WHAT THE TASK ASKS:
Count the lines in the items below that contain the string "flower", and reply with only that number.
-- Start --
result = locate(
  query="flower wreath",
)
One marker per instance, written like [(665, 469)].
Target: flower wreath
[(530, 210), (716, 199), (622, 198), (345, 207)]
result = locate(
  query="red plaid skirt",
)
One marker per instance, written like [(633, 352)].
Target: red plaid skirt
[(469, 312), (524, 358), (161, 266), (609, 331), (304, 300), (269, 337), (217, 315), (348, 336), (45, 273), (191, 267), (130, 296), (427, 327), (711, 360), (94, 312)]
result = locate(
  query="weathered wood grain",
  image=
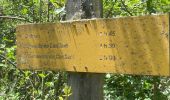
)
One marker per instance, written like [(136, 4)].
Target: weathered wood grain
[(128, 45)]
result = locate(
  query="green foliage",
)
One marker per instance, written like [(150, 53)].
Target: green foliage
[(16, 84)]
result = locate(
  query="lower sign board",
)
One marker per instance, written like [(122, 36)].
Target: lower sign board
[(127, 45)]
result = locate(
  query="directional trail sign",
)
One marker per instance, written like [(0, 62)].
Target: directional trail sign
[(126, 45)]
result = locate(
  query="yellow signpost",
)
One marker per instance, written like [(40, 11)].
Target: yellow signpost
[(127, 45)]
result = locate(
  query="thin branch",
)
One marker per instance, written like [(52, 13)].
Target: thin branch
[(3, 57), (126, 8)]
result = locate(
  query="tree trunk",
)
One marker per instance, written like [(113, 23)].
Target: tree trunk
[(85, 86)]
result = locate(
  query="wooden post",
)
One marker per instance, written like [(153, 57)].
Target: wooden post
[(85, 86)]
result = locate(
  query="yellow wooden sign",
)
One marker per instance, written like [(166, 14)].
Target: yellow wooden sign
[(127, 45)]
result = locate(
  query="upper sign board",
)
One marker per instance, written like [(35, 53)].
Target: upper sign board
[(127, 45)]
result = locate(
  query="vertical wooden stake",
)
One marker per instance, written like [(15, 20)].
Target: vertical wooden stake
[(85, 86)]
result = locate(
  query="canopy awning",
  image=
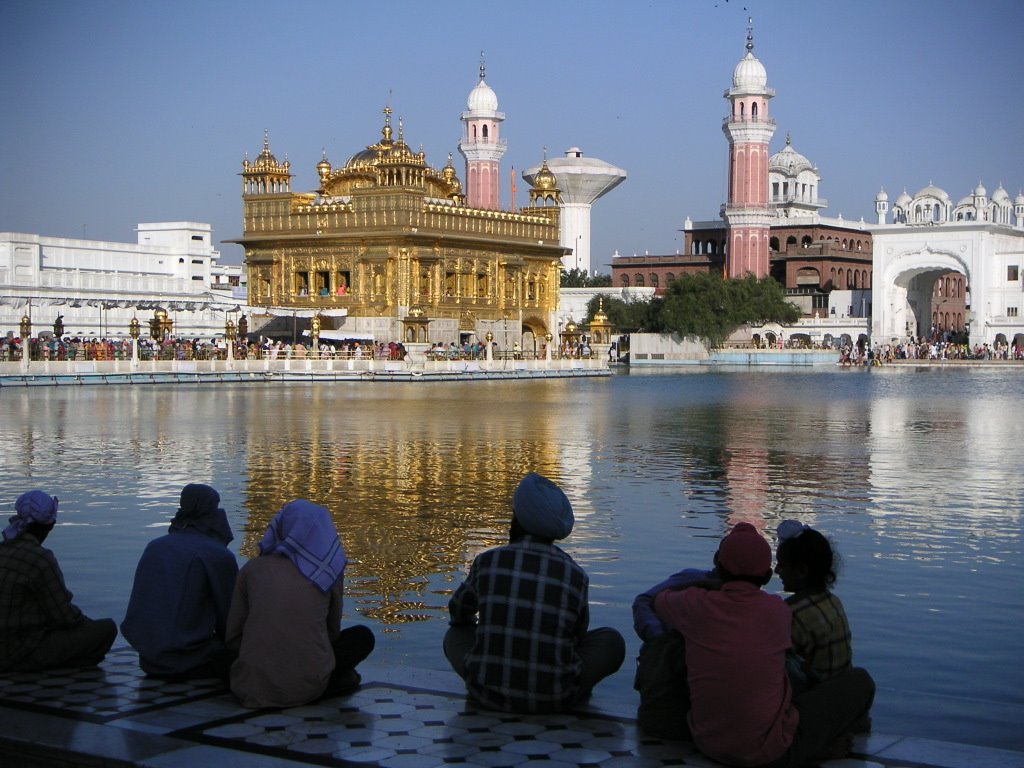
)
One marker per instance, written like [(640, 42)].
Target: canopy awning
[(284, 311), (330, 335)]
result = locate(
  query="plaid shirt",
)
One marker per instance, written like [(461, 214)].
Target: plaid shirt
[(531, 602), (33, 598), (820, 633)]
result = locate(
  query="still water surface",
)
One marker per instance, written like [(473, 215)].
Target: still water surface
[(914, 474)]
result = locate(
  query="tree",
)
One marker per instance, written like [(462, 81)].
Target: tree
[(577, 278), (711, 307), (625, 316), (574, 278)]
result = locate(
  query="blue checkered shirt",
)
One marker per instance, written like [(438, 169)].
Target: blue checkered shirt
[(530, 602)]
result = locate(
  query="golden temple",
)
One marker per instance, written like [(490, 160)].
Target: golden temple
[(387, 247)]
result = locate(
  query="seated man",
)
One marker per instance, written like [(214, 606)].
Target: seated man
[(740, 704), (519, 622), (178, 607), (40, 629), (285, 619)]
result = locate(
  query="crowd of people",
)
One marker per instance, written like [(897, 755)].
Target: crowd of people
[(927, 349), (750, 678), (51, 347)]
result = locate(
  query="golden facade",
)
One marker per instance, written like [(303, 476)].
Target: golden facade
[(386, 238)]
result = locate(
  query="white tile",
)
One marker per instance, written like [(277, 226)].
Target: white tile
[(947, 755), (530, 748)]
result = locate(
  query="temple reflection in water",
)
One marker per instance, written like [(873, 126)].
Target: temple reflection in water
[(410, 503)]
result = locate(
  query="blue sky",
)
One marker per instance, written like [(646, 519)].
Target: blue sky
[(117, 112)]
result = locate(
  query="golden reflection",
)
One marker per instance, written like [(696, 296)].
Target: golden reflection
[(410, 504)]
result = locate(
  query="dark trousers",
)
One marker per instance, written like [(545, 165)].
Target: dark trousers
[(352, 645), (602, 651), (84, 644), (828, 712)]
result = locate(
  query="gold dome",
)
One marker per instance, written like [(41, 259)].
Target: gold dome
[(545, 180)]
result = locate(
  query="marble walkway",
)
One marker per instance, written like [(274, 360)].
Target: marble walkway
[(114, 716)]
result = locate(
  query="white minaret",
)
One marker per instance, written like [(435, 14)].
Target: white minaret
[(581, 181), (749, 130), (882, 205), (482, 145)]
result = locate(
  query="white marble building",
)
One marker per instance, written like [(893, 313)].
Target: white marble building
[(927, 235), (98, 287)]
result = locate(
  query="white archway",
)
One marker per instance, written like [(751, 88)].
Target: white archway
[(903, 285)]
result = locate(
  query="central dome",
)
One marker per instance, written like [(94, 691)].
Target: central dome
[(790, 162), (750, 74), (482, 98)]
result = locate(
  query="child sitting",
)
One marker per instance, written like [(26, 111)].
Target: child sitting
[(806, 564)]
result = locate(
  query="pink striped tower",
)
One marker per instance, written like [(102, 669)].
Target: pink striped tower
[(749, 129), (482, 145)]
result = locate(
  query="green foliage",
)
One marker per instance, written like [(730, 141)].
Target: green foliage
[(574, 278), (711, 307), (577, 278), (625, 316)]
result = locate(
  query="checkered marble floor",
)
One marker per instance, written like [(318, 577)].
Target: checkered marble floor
[(397, 726), (115, 689), (400, 718)]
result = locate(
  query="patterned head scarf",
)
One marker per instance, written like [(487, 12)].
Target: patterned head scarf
[(303, 532), (542, 508), (199, 510), (33, 506)]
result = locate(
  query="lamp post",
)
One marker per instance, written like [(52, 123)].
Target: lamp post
[(229, 333), (26, 329), (133, 331)]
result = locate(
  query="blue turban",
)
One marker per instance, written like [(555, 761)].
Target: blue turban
[(199, 510), (542, 508), (303, 532), (33, 506)]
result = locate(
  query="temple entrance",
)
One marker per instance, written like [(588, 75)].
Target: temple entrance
[(923, 294)]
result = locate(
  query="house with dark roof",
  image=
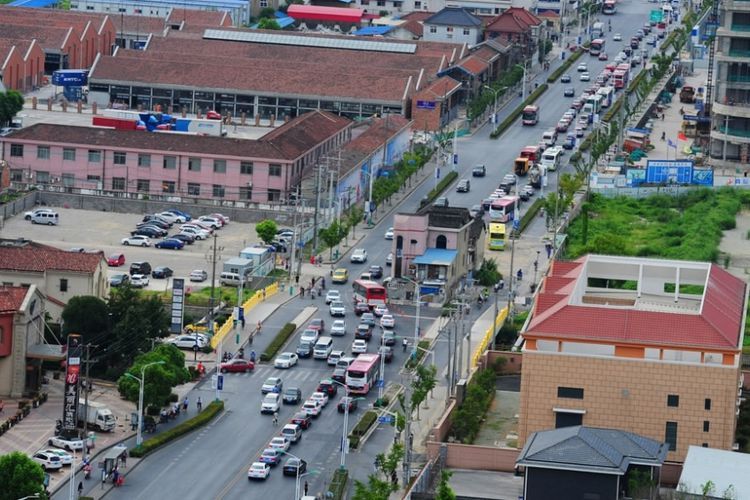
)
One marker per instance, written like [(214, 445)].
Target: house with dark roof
[(649, 346), (453, 25), (436, 247), (571, 463), (59, 274), (22, 344)]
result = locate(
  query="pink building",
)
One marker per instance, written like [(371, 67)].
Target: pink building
[(137, 164)]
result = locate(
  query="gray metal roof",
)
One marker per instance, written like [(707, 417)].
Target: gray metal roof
[(454, 16), (591, 449)]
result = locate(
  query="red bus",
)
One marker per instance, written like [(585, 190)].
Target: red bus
[(369, 292), (363, 373)]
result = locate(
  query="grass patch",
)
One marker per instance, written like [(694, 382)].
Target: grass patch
[(201, 419), (278, 342), (686, 227)]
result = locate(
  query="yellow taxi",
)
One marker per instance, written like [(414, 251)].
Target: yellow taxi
[(340, 275)]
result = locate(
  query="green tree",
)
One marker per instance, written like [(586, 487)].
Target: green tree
[(266, 230), (444, 490), (159, 379), (20, 476), (11, 102), (86, 315)]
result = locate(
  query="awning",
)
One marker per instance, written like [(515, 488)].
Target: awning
[(436, 257)]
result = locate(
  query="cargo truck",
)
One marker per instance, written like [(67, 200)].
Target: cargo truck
[(98, 415)]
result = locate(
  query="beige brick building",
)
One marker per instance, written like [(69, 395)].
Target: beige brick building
[(642, 345)]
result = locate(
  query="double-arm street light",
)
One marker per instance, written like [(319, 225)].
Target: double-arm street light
[(139, 436)]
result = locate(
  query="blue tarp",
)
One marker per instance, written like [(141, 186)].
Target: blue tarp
[(373, 31), (436, 257)]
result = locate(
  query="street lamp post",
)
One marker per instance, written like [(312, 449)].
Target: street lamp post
[(139, 436)]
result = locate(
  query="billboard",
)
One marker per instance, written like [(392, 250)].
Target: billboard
[(72, 376)]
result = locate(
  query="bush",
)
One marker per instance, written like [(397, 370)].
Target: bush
[(517, 112), (278, 342), (359, 430), (201, 419), (564, 66)]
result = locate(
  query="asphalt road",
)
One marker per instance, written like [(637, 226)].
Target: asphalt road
[(213, 462)]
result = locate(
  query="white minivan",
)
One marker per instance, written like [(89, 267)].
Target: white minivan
[(323, 348)]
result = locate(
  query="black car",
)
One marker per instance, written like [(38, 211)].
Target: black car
[(162, 272), (291, 396), (186, 238), (376, 271), (302, 419), (304, 349), (294, 467), (346, 401)]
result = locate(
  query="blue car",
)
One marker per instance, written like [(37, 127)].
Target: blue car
[(181, 213), (171, 244)]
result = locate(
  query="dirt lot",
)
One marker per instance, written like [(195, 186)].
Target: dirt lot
[(105, 230)]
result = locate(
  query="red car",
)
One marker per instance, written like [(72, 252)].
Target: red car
[(237, 365), (302, 419), (116, 260)]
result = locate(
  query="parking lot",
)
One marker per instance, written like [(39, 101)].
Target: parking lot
[(94, 231)]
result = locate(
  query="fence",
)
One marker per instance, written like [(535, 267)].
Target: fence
[(249, 304)]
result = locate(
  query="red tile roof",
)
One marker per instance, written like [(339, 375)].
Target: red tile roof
[(718, 325), (11, 298), (29, 256)]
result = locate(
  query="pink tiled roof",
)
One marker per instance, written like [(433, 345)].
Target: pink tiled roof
[(11, 298), (717, 326)]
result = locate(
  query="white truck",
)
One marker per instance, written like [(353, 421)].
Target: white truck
[(98, 415)]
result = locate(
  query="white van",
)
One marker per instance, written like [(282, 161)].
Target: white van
[(46, 218), (551, 158), (323, 348)]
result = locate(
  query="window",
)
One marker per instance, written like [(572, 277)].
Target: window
[(570, 392), (120, 157), (95, 156), (670, 435)]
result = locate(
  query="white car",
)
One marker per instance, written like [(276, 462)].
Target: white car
[(359, 255), (139, 240), (65, 457), (359, 346), (139, 280), (337, 309), (332, 296), (66, 444), (270, 403), (338, 327), (285, 360), (258, 470), (48, 461), (388, 321), (311, 408), (320, 397)]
-- End --
ANSWER IN FULL:
2